### Problem
Copy every entry below word for word, and leave the pictures out of your copy.

### Record excerpts
----------

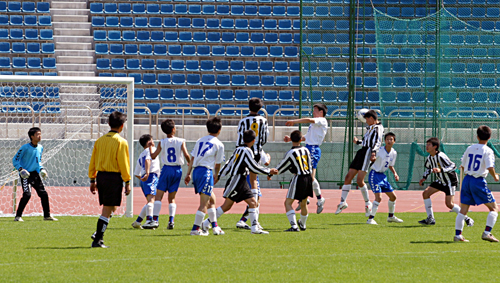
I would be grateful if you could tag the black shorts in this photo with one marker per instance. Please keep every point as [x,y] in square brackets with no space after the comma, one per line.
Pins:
[448,190]
[362,159]
[237,189]
[109,188]
[300,187]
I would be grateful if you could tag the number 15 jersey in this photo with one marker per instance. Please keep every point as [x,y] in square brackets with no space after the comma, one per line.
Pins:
[171,151]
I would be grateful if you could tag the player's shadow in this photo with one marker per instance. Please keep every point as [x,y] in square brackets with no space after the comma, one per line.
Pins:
[431,242]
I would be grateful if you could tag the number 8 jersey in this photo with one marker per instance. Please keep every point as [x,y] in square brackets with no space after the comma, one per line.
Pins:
[171,152]
[477,159]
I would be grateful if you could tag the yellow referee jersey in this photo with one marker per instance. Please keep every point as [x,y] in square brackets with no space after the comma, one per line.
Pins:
[110,154]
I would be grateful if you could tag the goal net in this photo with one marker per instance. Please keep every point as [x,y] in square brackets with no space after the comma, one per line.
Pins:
[71,113]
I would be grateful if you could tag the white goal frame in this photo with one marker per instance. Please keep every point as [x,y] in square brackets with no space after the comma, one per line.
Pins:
[128,81]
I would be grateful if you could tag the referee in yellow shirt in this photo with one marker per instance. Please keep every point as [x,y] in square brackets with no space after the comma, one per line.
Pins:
[109,168]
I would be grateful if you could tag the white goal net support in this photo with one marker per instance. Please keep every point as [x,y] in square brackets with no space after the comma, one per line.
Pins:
[72,113]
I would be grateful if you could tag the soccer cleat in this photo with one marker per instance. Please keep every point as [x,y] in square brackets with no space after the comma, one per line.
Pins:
[99,244]
[242,225]
[50,218]
[488,237]
[218,231]
[394,219]
[302,227]
[170,226]
[460,238]
[341,207]
[428,221]
[469,221]
[368,209]
[199,232]
[320,205]
[137,225]
[291,229]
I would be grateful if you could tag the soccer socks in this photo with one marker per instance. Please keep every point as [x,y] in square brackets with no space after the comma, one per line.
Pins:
[428,207]
[345,192]
[102,224]
[459,224]
[171,211]
[291,218]
[364,193]
[198,218]
[212,215]
[374,209]
[142,215]
[316,189]
[156,210]
[392,207]
[491,220]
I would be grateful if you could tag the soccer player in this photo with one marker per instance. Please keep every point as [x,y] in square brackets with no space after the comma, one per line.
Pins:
[438,163]
[109,167]
[297,160]
[371,142]
[236,190]
[258,124]
[174,151]
[28,161]
[147,171]
[314,138]
[385,159]
[206,157]
[477,161]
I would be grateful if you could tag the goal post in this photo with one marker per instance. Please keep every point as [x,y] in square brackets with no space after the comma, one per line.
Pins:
[72,114]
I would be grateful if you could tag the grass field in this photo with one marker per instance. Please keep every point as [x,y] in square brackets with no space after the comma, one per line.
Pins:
[333,249]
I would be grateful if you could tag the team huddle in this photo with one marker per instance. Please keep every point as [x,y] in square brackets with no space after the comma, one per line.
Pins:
[110,166]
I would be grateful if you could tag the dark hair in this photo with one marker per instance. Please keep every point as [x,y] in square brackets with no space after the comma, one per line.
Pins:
[371,113]
[296,135]
[214,125]
[248,136]
[484,133]
[116,119]
[390,134]
[321,107]
[434,142]
[168,126]
[143,140]
[255,104]
[33,131]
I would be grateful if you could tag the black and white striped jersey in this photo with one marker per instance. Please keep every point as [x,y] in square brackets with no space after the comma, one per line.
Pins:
[373,137]
[241,162]
[258,124]
[447,176]
[297,160]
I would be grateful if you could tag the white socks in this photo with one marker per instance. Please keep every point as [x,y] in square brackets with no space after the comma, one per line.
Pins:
[316,188]
[428,207]
[291,218]
[375,208]
[364,193]
[157,208]
[345,192]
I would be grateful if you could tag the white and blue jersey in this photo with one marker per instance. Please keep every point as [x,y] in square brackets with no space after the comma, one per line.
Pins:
[377,179]
[29,157]
[476,161]
[207,152]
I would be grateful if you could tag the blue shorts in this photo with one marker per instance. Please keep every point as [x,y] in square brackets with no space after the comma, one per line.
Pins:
[475,191]
[149,187]
[315,154]
[258,184]
[203,180]
[379,183]
[170,178]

----------

### Response below
I would be grateful if you could tag the black shorts in this photo with one marker per instance. Please keep every point as [x,y] in square brackets with no space after the comma, one per line.
Pins:
[448,190]
[362,159]
[237,189]
[109,188]
[300,187]
I would be grateful if you could tag the number 15 jersey in this photo with one marker per instance. Please keep every point as [x,y] in square brackets with no space after the comma, one per line.
Pins:
[171,151]
I would be grateful if you could tag the player's shadow in this photo with one marker per instance. Please keep every point as [x,y] in square brackets with no space after the comma, one per line.
Pins:
[431,242]
I would be grateful if you could tag the number 8 jersey in this photo with one marker per instance. Please keep every point as [x,y] in square brackets with no space after the comma, one per line.
Pins:
[171,152]
[477,159]
I would be grateful if you could tag the yellow referee jersey in this photo with one marker per instance. Please keep every point as [x,y] in square brackets with no space after the comma, one per line.
Pins:
[110,154]
I would be grateful if you could tag the goal net in this photo with one marker per instance. Please keep every point as [x,y] in square brackets with no space after the comma, one per line.
Pins:
[71,113]
I would be grateful if you could tag the white goal frame in this photo with one marker per instance. Please keep every point as [x,y] in square brackets with no space after the comma, one per line.
Pins:
[128,81]
I would be grateful if you could tag the referee in yellow shirt in this photo with one marker per instance. Please keep every point as [x,y] in square brackets with no space after the comma, one per line.
Pins:
[109,168]
I would be grateful if you could tag the white goal net support in this photo with one marker per instance. Please keep every point as [x,y] in square brackets with no space after the comma, one per line.
Pins:
[72,113]
I would be grateful if you could tag the soccer cleat in this photo with one marker per instance. Please keep every point as [x,y] in square brackets with no space after the comma, one per line.
Pins:
[99,244]
[242,225]
[50,218]
[488,237]
[218,231]
[394,219]
[302,227]
[170,226]
[460,238]
[341,207]
[428,221]
[469,221]
[368,209]
[199,232]
[320,205]
[137,225]
[291,229]
I would be grateful if you could tag the soccer socks in this photo with one marker per instance. Please keep every point as [x,y] in square brackets with no space after the comma, one per line.
Pins:
[428,207]
[345,192]
[102,224]
[459,224]
[171,211]
[291,218]
[364,193]
[198,218]
[212,215]
[374,209]
[142,215]
[316,189]
[156,210]
[392,207]
[491,220]
I would be grateful if you could tag the soccer player in this photo with one marker per instance. Please keep every point as [x,y] in square brackets with no space after the comma, one per line.
Pins:
[438,163]
[109,167]
[297,160]
[371,142]
[236,190]
[258,124]
[174,151]
[28,161]
[147,171]
[314,138]
[385,159]
[206,157]
[477,161]
I would be grateful if you could tag the goal post in this photo with one marker per instance. Please keep every point as [x,y] in square brackets with no space after the comma, one per line.
Pins:
[72,114]
I would be grateful if you could tag the grass field in this photo with one marker per instance. Please keep every point as [x,y] in square brackets with no space after the comma, one per line.
Pins:
[333,249]
I would be grateful if you could tag the team huddle in this photo with one marker per instance. Please keep every point as [x,y] in square brackets with no space after the comma, one per line.
Pins:
[110,166]
I would be grateful if you could tag the dark hair in this photo with one marker per instance. Please keep every point as [x,y] in square brackets with no space after the comma, one per line.
Pins:
[371,113]
[296,135]
[214,125]
[248,136]
[484,133]
[116,119]
[390,134]
[321,107]
[434,142]
[168,126]
[143,140]
[255,104]
[33,131]
I would be grateful if you could tag the black and white striped jersey in this photo with one marker per instance. Please keep every point as [x,y] in square brackets with no space after the comma, one per line.
Pins:
[373,137]
[241,162]
[258,124]
[447,176]
[297,160]
I would be grateful if you could tag the white socks in this photo with one marker per instance. Please keep every point as [x,y] in square brackets with no space after the comma, one per line.
Pins:
[316,188]
[428,207]
[291,218]
[375,208]
[364,193]
[157,208]
[345,192]
I would be grateful if you could tag the white and blue jersey in this photo with one marker per instance. Please keep every point as [x,y] in square brackets with no space after the comma, one per line.
Pins:
[377,179]
[29,157]
[476,161]
[207,152]
I would be grateful if you could tag the blue shorts in this photo with one marker per instance. Please keep every point as [x,y] in square brackets with no space after the comma, one per line.
Pins:
[475,191]
[149,187]
[315,154]
[258,184]
[203,180]
[379,183]
[170,178]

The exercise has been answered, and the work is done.